● **OBJECTIVE**: Reproduce, unchanged, everything from the start of the entries down to the line containing "[[575, 104]]". Include that line.

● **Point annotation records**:
——————————

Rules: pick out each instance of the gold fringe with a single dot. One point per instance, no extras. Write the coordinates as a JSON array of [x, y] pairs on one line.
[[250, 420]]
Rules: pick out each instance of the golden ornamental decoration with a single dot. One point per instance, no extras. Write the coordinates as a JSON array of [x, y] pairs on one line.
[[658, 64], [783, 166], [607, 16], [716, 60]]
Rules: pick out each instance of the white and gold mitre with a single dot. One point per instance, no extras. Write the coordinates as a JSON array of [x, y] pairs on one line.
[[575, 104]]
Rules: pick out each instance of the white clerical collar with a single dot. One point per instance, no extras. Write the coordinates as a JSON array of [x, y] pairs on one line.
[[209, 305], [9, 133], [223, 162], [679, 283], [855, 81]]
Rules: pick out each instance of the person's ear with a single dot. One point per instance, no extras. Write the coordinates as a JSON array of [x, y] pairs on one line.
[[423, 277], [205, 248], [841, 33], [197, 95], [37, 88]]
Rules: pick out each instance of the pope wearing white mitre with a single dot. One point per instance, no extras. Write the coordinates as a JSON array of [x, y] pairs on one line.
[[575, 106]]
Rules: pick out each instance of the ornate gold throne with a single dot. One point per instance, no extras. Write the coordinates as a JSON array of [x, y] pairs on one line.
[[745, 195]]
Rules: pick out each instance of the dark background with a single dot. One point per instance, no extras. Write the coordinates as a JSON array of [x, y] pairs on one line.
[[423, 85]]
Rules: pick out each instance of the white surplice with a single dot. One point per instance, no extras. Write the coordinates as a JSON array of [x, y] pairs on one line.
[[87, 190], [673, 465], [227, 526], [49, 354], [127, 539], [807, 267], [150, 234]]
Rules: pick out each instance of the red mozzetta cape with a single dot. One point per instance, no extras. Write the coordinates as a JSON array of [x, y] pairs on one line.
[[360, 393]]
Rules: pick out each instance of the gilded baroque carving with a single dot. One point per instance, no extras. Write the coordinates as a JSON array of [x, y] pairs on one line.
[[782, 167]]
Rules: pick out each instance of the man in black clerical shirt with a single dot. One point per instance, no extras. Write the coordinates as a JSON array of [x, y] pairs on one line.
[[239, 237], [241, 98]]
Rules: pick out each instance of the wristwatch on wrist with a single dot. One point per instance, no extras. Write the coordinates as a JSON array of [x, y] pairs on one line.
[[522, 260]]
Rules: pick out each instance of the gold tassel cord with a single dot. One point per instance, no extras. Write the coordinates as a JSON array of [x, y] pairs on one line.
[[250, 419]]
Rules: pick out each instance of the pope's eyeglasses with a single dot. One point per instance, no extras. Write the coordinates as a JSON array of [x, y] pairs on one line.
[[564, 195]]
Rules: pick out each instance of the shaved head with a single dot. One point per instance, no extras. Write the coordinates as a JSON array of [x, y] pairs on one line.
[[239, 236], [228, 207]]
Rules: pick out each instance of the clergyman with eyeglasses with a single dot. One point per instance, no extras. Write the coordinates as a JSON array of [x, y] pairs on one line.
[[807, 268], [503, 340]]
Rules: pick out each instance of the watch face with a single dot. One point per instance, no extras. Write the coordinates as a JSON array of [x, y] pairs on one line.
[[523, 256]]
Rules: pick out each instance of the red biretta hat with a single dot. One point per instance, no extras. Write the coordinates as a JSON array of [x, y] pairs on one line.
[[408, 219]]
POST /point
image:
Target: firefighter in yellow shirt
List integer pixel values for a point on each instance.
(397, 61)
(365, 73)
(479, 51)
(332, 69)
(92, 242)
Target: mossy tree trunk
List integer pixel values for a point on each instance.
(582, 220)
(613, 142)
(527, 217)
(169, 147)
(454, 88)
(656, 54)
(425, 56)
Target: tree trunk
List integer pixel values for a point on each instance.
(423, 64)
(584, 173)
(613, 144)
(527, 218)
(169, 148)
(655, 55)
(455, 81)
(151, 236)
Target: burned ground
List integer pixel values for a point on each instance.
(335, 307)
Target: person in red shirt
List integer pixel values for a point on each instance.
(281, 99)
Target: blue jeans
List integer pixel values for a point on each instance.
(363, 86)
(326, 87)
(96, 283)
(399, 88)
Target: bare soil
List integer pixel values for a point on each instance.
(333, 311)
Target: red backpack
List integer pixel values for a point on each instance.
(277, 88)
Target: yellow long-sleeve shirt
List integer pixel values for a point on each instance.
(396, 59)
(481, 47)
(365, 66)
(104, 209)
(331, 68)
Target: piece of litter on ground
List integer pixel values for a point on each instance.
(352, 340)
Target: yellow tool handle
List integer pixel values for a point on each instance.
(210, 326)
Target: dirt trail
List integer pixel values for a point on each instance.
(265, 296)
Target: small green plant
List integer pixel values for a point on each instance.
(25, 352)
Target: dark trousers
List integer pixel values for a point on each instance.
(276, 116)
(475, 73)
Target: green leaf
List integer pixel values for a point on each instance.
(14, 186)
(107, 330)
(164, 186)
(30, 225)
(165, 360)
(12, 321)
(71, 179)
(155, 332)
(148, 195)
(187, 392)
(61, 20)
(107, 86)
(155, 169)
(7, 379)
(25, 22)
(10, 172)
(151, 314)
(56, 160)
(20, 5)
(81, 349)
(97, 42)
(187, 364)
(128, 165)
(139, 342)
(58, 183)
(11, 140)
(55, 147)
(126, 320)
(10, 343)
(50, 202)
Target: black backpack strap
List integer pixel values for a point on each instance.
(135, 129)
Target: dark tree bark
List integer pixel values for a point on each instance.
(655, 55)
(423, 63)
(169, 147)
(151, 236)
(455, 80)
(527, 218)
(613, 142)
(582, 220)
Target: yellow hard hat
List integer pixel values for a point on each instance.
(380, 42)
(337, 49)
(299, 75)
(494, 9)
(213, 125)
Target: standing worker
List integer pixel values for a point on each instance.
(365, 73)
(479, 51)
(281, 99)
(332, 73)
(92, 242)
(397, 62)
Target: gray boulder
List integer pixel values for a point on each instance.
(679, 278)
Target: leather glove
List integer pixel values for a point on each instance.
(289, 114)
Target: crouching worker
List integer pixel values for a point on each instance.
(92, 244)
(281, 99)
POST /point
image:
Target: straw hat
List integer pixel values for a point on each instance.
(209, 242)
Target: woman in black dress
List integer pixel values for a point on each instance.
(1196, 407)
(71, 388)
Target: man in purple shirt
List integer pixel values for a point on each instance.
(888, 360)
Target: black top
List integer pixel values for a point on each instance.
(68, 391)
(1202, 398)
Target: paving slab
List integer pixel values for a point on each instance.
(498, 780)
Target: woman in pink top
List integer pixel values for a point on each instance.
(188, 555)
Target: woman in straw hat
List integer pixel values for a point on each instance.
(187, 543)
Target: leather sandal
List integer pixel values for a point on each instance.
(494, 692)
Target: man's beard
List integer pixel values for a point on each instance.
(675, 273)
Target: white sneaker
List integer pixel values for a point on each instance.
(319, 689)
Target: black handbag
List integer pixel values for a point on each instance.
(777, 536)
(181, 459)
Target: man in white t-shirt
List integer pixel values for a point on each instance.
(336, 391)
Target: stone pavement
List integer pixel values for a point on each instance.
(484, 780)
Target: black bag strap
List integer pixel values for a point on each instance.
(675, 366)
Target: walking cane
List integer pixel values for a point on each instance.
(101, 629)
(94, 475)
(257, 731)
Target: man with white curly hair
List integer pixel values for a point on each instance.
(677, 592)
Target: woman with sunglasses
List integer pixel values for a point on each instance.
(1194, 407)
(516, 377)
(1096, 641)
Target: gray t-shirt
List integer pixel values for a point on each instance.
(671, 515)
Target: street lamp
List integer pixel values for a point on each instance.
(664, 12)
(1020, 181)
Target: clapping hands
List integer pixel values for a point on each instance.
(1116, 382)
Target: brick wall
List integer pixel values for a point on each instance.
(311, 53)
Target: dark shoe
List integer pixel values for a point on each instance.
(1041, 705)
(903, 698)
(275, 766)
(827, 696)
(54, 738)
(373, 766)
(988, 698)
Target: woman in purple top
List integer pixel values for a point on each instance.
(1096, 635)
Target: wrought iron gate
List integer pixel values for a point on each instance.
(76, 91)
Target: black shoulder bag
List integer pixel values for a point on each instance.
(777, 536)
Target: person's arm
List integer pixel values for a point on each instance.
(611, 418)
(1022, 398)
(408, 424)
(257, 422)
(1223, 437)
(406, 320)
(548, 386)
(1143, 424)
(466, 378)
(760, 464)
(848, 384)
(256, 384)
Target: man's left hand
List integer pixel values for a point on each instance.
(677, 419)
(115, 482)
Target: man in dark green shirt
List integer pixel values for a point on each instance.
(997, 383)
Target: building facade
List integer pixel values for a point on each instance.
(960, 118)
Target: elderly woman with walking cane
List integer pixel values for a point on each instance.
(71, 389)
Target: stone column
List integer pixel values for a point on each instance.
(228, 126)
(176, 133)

——————————

● **SOLVED EXERCISE**:
Rules: pick out each instance of the gold fringe with a single dot. One point per instance, no extras. Write the coordinates as a JSON array of [x, y] pairs on one line.
[[250, 420]]
Rules: pick out each instance of the golden ornamental decoration with a single dot. One point per instance, no extras. Write the coordinates as a JSON array of [x, y] pairs on one line.
[[658, 64], [783, 166], [607, 16], [716, 60]]
Rules: pick out each instance of the white and gold mitre with a single dot. One point per instance, no extras. Write the coordinates as a JSON array of [x, y] pairs on one line.
[[575, 104]]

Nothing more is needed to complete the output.